**Instructions to follow:** Copy out every one of the records below word for word, but leave the pictures out of your copy.

Data drawn from a collection:

================================

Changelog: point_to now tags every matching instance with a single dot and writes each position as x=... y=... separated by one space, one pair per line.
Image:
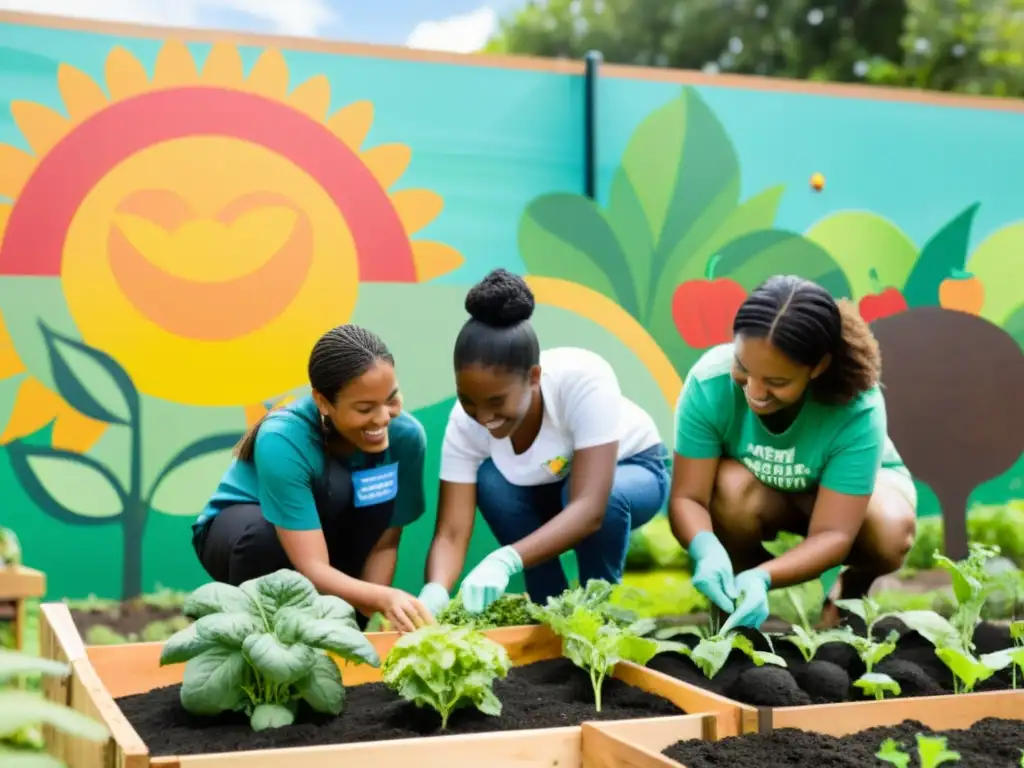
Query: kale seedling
x=261 y=647
x=712 y=651
x=444 y=668
x=932 y=753
x=507 y=610
x=591 y=639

================================

**Task answer:**
Changelog: point_to now tags every matching instance with a single dot and writes each position as x=... y=... separated by one space, one pair per line.
Image:
Query: kale seedling
x=261 y=647
x=712 y=651
x=444 y=668
x=932 y=753
x=507 y=610
x=591 y=639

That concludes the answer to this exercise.